# ACTIVITY 1
In the post about the Distinguished Educator award, on what day were the awards announced?
# ACTIVITY 2
Render this sentence from the post about the Distinguished Educator award in Spanish: "They announced Distinguished Educator of the Year awards in my district on Friday."
# ACTIVITY 3
Repeat the passage of the post about the Distinguished Educator award from "I do have some" to "in my journal.".

I’m Not A Sore Loser, but

I do have some feelings about it.

I struggle a lot with extremely high expectations of myself, holding myself to unreasonably high standards, needing a lot of validation from others to think I’m not literally the worst teacher, employee, friend, wife, person, etc. It’s hard to live in my head some days, especially this year where we teachers have had to stop and adjust our entire teaching methodology to continue educating in a pandemic.

This post is hard for me to write, because every way I attempt to phrase my frustration makes it sound I’m just a sore loser and I’m not happy for others, and honestly none of that is true. I am not going to share this post on my social media because I don’t need the whispers of my coworkers in the hallway or family members at gatherings spreading half-truths. I just have feelings and words and my they didn’t feel sufficient in my journal.

They announced Distinguished Educator of the Year awards in my district on Friday.

It wasn’t me.

And I’m not surprised in the least.

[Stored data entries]
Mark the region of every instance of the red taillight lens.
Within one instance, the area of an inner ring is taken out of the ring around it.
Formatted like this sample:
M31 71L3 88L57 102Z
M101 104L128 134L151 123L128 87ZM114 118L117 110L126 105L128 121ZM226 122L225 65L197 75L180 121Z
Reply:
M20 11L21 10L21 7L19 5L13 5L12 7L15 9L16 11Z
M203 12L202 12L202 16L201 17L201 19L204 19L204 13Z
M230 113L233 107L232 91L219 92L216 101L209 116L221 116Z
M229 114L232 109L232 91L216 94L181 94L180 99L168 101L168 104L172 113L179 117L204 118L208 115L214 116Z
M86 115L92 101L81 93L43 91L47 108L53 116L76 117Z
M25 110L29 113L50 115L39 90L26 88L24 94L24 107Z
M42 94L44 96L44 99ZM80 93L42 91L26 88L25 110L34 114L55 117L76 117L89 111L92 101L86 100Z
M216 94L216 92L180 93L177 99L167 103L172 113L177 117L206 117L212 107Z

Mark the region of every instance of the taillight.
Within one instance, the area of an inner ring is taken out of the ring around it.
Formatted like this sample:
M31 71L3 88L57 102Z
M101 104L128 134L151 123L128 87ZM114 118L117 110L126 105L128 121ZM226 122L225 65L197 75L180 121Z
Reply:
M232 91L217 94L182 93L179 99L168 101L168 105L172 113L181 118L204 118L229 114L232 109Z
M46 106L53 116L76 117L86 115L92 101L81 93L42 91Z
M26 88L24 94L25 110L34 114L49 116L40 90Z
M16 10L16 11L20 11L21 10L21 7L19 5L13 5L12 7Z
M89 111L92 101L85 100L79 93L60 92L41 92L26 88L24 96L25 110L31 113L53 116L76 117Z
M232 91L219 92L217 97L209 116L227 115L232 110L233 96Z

# WRITTEN REPLY 1
They were announced on Friday.

# WRITTEN REPLY 2
Anunciaron los premios al Educador Distinguido del Año en mi distrito el viernes.

# WRITTEN REPLY 3
I do have some feelings about it.

I struggle a lot with extremely high expectations of myself, holding myself to unreasonably high standards, needing a lot of validation from others to think I’m not literally the worst teacher, employee, friend, wife, person, etc. It’s hard to live in my head some days, especially this year where we teachers have had to stop and adjust our entire teaching methodology to continue educating in a pandemic.

This post is hard for me to write, because every way I attempt to phrase my frustration makes it sound I’m just a sore loser and I’m not happy for others, and honestly none of that is true. I am not going to share this post on my social media because I don’t need the whispers of my coworkers in the hallway or family members at gatherings spreading half-truths. I just have feelings and words and my they didn’t feel sufficient in my journal.